EXERCISE INPUTS Block Start
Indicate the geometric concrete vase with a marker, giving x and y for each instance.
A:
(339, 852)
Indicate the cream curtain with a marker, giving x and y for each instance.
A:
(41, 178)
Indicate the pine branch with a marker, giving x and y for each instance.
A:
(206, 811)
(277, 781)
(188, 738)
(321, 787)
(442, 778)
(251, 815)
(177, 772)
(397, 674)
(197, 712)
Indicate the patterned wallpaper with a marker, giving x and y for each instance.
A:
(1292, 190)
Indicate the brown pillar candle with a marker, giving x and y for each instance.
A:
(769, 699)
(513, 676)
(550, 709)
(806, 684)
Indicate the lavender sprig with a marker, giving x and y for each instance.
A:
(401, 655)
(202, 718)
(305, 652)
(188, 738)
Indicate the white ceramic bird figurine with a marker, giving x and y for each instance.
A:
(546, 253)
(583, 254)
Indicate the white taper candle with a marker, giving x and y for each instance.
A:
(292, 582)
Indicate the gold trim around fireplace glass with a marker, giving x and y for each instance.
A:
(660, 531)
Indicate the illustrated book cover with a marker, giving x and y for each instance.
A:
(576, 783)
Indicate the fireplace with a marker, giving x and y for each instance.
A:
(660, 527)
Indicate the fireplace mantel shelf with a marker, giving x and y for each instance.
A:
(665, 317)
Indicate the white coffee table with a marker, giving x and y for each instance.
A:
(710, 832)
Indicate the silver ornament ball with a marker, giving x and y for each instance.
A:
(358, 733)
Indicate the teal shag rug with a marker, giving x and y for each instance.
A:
EXERCISE INPUTS Block End
▶ _EXERCISE REQUIREMENTS_: Show all lines of the material in which the word "candle" can be found.

▶ _YOUR SOLUTION_:
Indicate the brown pillar candle with a marker, giving x and y for each instance.
Indicate the white taper candle with a marker, giving x and y for each instance.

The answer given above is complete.